Problem requirements. Give back every record verbatim, but not the pictures.
───
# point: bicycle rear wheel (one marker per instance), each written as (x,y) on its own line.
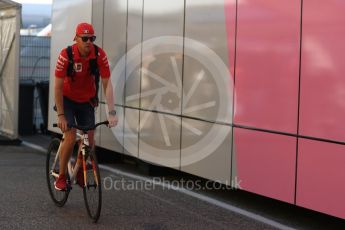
(92,190)
(58,197)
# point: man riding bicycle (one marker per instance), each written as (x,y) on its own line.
(77,72)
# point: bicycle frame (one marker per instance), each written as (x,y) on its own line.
(72,171)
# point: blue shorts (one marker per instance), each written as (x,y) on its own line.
(79,113)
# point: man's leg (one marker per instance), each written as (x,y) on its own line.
(65,154)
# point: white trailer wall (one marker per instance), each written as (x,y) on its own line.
(9,66)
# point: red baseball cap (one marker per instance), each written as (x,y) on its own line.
(84,28)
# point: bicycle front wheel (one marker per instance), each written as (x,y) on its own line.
(52,172)
(92,189)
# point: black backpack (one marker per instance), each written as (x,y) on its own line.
(93,71)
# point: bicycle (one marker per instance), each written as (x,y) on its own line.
(92,181)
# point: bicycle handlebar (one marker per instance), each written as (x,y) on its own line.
(85,128)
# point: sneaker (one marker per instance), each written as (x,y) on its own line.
(60,184)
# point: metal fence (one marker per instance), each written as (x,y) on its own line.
(34,68)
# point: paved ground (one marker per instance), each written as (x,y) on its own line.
(25,202)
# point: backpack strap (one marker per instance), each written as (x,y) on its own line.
(70,69)
(95,72)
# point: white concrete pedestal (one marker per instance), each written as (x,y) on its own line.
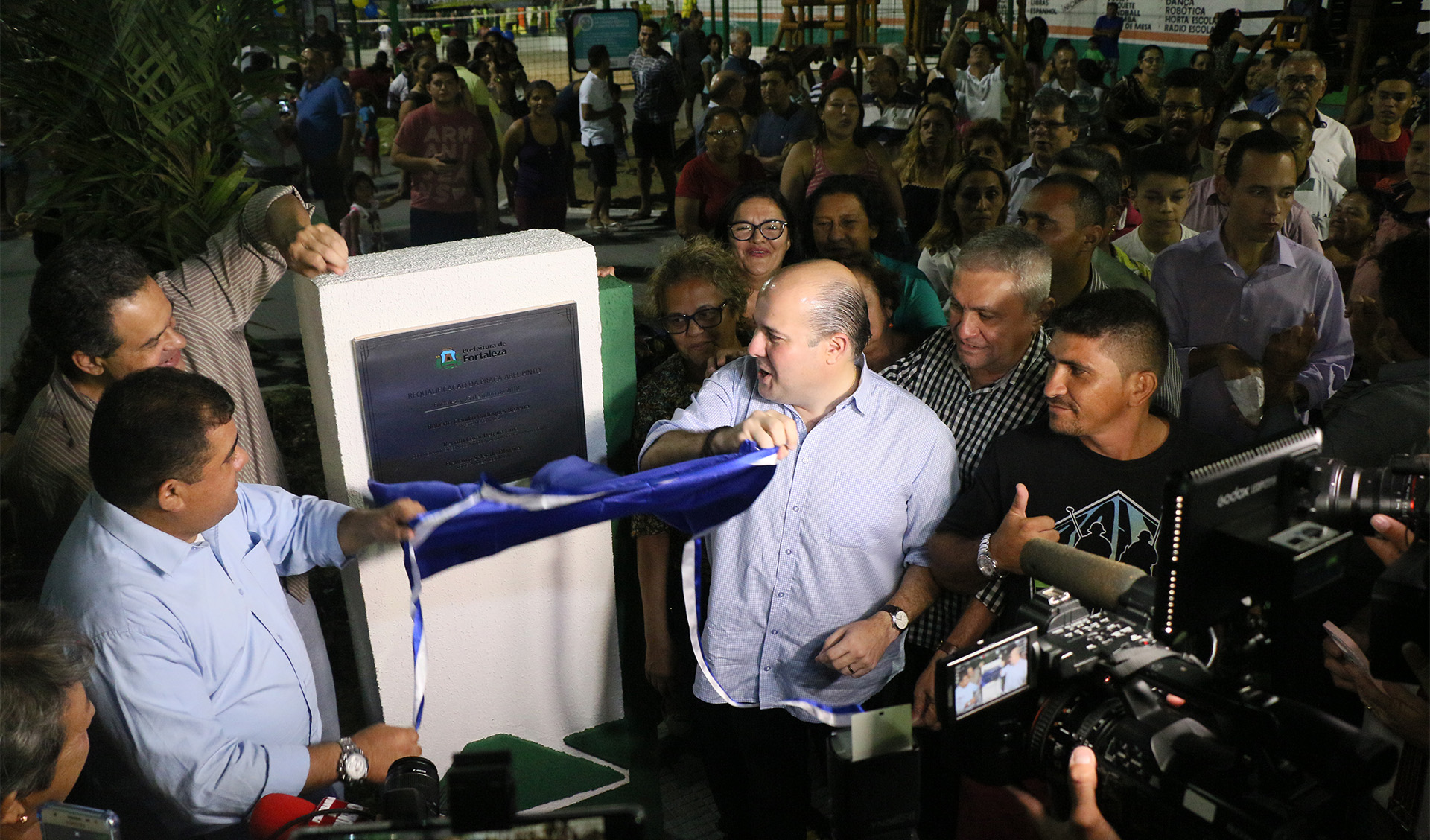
(519,643)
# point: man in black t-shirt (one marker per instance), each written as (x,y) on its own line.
(1091,477)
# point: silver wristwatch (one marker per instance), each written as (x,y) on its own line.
(352,763)
(897,616)
(985,563)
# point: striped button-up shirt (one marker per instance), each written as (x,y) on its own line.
(825,543)
(214,293)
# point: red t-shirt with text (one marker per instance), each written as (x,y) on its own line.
(454,136)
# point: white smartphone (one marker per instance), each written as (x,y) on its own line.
(66,822)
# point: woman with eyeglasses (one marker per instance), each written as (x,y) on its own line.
(696,296)
(708,180)
(755,223)
(1133,107)
(840,146)
(930,150)
(974,199)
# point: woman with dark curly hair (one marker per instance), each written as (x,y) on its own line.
(840,146)
(696,297)
(45,713)
(757,227)
(1133,107)
(974,199)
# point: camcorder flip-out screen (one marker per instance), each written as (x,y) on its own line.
(991,673)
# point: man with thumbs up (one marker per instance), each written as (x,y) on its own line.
(1094,472)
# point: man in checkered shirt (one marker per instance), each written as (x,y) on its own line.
(1093,476)
(983,376)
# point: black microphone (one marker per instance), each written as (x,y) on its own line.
(1094,580)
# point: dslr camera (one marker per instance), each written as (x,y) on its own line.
(1096,659)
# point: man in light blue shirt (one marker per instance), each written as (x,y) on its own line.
(813,586)
(1248,309)
(1055,123)
(202,684)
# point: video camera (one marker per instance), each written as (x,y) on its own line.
(1273,529)
(1183,752)
(1179,757)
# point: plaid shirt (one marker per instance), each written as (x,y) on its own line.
(934,375)
(660,87)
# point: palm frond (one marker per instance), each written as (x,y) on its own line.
(132,102)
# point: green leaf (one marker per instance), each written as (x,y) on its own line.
(132,104)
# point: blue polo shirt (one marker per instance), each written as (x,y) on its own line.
(321,110)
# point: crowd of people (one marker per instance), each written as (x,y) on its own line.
(971,306)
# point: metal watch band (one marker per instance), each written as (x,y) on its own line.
(985,563)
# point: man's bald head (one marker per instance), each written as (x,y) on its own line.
(724,85)
(830,297)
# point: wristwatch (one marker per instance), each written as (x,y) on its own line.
(352,763)
(985,563)
(898,616)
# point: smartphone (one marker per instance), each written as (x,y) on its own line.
(66,822)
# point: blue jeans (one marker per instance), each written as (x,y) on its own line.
(430,226)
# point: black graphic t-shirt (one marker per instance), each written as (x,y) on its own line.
(1100,505)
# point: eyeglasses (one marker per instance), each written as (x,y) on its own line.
(769,229)
(705,317)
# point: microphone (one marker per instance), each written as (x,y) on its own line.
(1094,580)
(279,813)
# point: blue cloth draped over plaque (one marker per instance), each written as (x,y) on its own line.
(469,522)
(571,493)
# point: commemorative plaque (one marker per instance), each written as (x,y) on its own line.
(498,395)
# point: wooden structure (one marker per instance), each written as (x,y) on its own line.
(850,19)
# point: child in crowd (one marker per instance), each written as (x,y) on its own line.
(368,121)
(1162,191)
(710,65)
(362,226)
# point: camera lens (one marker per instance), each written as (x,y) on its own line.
(1343,496)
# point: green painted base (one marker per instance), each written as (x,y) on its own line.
(609,742)
(544,774)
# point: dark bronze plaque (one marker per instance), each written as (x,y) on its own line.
(498,396)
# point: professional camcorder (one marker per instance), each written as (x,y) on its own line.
(1100,656)
(1265,543)
(1180,754)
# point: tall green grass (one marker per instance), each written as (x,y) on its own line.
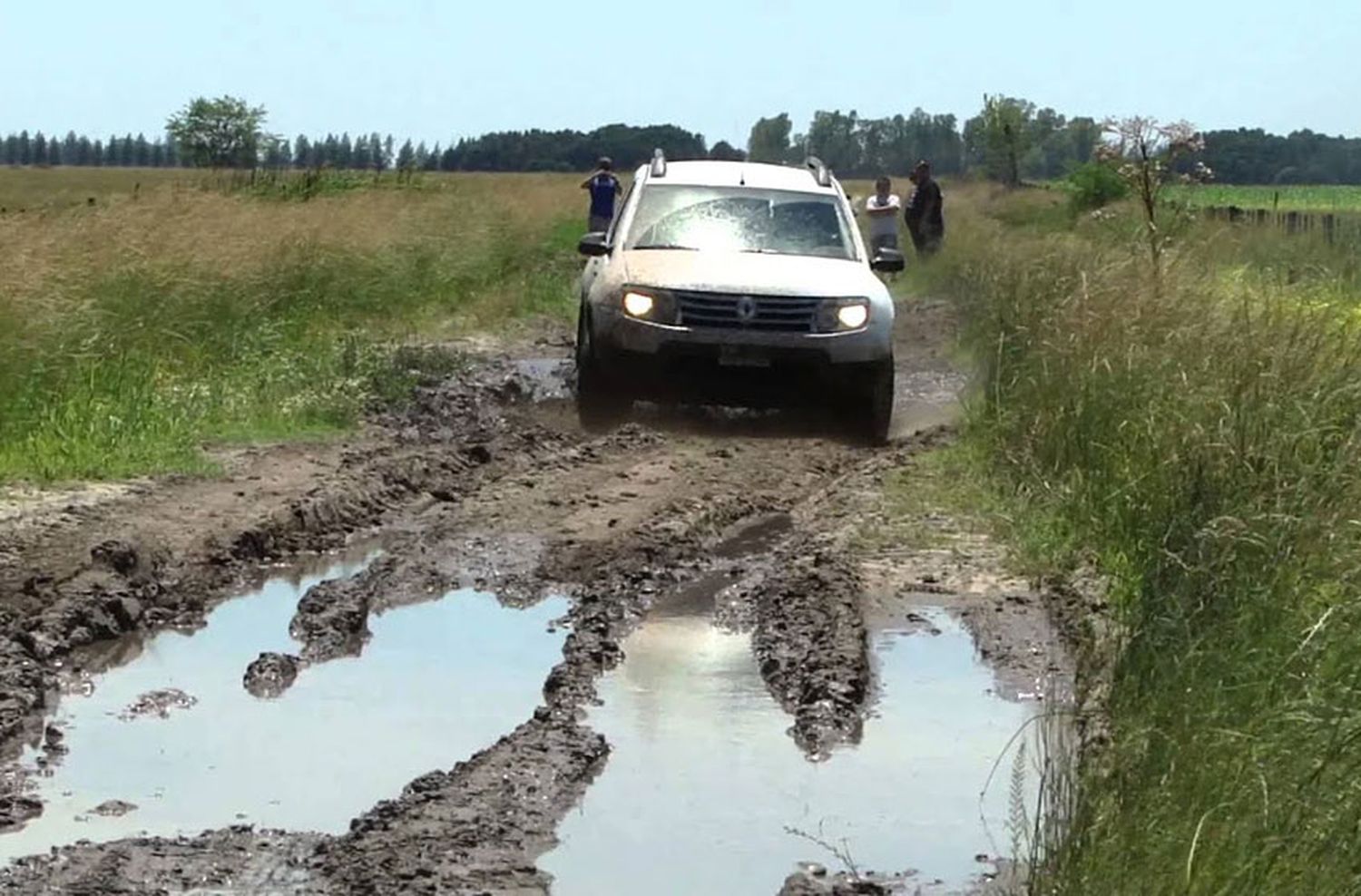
(1200,446)
(143,365)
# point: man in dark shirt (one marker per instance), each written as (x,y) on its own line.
(603,187)
(925,212)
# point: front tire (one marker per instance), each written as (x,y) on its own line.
(601,403)
(873,405)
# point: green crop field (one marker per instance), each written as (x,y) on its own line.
(1287,199)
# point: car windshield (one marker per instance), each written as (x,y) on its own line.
(740,219)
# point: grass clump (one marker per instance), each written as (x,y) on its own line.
(1198,441)
(191,317)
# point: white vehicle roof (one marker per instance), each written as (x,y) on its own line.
(754,174)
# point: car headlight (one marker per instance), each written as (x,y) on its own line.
(642,304)
(852,317)
(843,315)
(639,304)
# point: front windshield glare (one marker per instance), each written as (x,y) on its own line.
(740,219)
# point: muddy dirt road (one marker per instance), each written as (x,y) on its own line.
(682,537)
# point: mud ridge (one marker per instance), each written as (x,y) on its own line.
(475,828)
(810,643)
(452,437)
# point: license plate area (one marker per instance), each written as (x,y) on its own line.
(743,356)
───
Expected answer.
# point: bicycle rear wheel (one marker per instance), each written as (x,y) on its own line.
(92,190)
(58,197)
# point: man riding bicycle (one marker per instance), each written as (x,y) on its own line.
(77,72)
# point: bicycle frame (one marker per instance), each written as (x,y) on its own line.
(72,171)
# point: blue shorts (one marker per instance), each written as (x,y) on its own line.
(79,113)
# point: man's leg (one marker per instance), each written as (x,y) on its own line.
(65,154)
# point: white trailer wall (one marker per instance), each written as (x,y) on its own line.
(9,66)
# point: red baseball cap (one marker per instance), each written as (x,y) on its own line.
(84,28)
# point: bicycle front wheel (one marker per instance), each written as (x,y) on its own line.
(52,172)
(92,189)
# point: black backpack (one marker per instance), each written as (x,y) on its own line.
(93,71)
# point: bicycle (one marker per instance), each written as (x,y) on its own line.
(92,181)
# point: bicycle handlebar (one marker per instance), each written as (x,y) on its own line.
(85,128)
# point: sneaker (one marker per instance), each written as (x,y) on its own line.
(60,184)
# point: metal fence (one marker per instance), each written as (x,y) on its own line.
(34,68)
# point: paved ground (one marker per instance), each written as (x,y) on its own line.
(25,202)
# point: backpack strap (one marker per instance), each written as (x,y) on its own line.
(70,69)
(95,72)
# point: white concrete pedestal (one marker per instance), each written as (x,y) on its own line.
(519,643)
# point: man in black t-shirt (one marker per instance), each written as (x,y) on its own line.
(1091,477)
# point: silver wristwatch (one marker per instance), each written as (x,y) on its own line.
(352,763)
(897,616)
(985,563)
# point: striped button-up shirt (one marker per instance), each written as (x,y) on its own line.
(825,543)
(214,293)
# point: red t-shirt with text (one marker per instance), each written as (x,y) on its own line.
(454,136)
# point: white smartphone (one marker per instance), each written as (x,y) on its own line.
(66,822)
# point: woman with eyeglasses (one marker per instance), each written as (x,y) on its own line.
(696,296)
(708,180)
(755,223)
(1133,107)
(840,146)
(930,150)
(974,199)
# point: woman with dark curly hair (one marker per instance), each written as (x,y) on its own line.
(840,146)
(696,297)
(45,713)
(757,227)
(1133,107)
(974,199)
# point: camcorder flip-out screen (one marker per instance), each written as (x,y) on its own line.
(991,673)
# point: man with thumbs up (one marker per instance), each written as (x,y) on its own line.
(1094,472)
# point: man in checkered shirt (one marker per instance), each written as (x,y) on its own line.
(1093,476)
(983,376)
# point: black microphone (one marker per instance), each written as (x,y) on its own line.
(1094,580)
# point: dslr camera (one marker per instance), each written as (x,y) on its own line.
(1096,659)
# point: man in light blue shirt (one marker per instance), each written as (x,y) on its own line.
(813,586)
(1248,309)
(1055,123)
(202,684)
# point: video camera (one marker per instance), each written as (x,y) on its own line.
(1273,529)
(1183,752)
(1179,757)
# point: plaid shirt (one marker per instance), each written as (x,y) on its own line.
(934,375)
(660,87)
# point: palm frond (one marker per instance), each written as (x,y) on its own line.
(132,102)
# point: green leaf (one marker per instance), each written as (x,y) on its own line.
(132,104)
# point: blue polo shirt (one marker per instance), each written as (x,y) on its own line.
(321,110)
# point: crowd of people (one marker per instance), each written as (x,y) on its own line.
(971,306)
# point: metal watch band (one marker per instance), each written as (x,y) on its own line.
(985,563)
# point: man's bald head (one marker per instance), each written as (x,y) on its own line.
(724,85)
(830,297)
# point: wristwatch (one marker per instance), each written as (x,y) on its own line.
(352,763)
(985,563)
(898,616)
# point: smartphone (one marker per instance), each written as (x,y) on its own line.
(66,822)
# point: blue jeans (one marker per instance), each written as (x,y) on its own line.
(430,226)
# point: black graphic t-shirt (one marker per instance), each written as (x,y) on its own line.
(1100,505)
# point: eyeglasses (one marker per instance), each written as (x,y) on its own line.
(769,229)
(705,317)
# point: microphone (one marker per instance), each written as (x,y) on its own line.
(1094,580)
(279,813)
# point: blue cloth draped over plaque (one marker per instance), each written as (x,y) on its own line.
(469,522)
(571,493)
# point: commemorative plaque (one marker per instance), each written as (x,y) on its own line.
(498,395)
# point: wooden structure (one marker per instance), each written as (x,y) on its own line.
(850,19)
# point: child in crowd (one marker per instance), each written as (x,y) on its own line.
(368,121)
(1162,191)
(710,65)
(362,226)
# point: camera lens (one marker per instance), each written as (x,y) on its own line.
(1343,496)
# point: green painted base (one marker per instance), each written as (x,y) on its own line.
(609,742)
(544,774)
# point: dark bronze plaque (one marker per instance), each written as (x,y) on its own line.
(498,396)
# point: professional camcorder (one marker per instance), each written as (x,y) on its own line.
(1100,656)
(1265,543)
(1180,754)
# point: tall green grass (one marker per instance), each written as (x,y) on its own line.
(1200,446)
(143,365)
# point: man in dark shirt (one marker per instance), each written as (x,y) on its own line.
(603,187)
(925,212)
# point: front tire (one marker per instance), each written as (x,y) on its own line.
(601,403)
(873,405)
# point: green crop field (one marker per instance), each written as (x,y) on its own line.
(1287,199)
# point: car windshield (one marker per instance), each written as (x,y) on its own line.
(740,219)
# point: grass clump (one marker per instance), each written as (x,y) on its own line.
(1198,441)
(191,317)
# point: white vehicle roof (one marker per instance), each written as (x,y) on its own line.
(754,174)
# point: car headlight (one marker per instance), each written as (x,y) on its own line.
(642,304)
(852,317)
(843,315)
(639,304)
# point: front windshield glare (one marker per instance), each written as (x,y) on its own line.
(740,219)
# point: muddy dirt road (one marker per instance), each written as (x,y) on its own line.
(682,537)
# point: mud ridge (one marker per instance), each written as (x,y) on its own line.
(475,828)
(810,643)
(452,437)
# point: license plate area (one marker per instance), each written as (x,y) on its own line.
(743,356)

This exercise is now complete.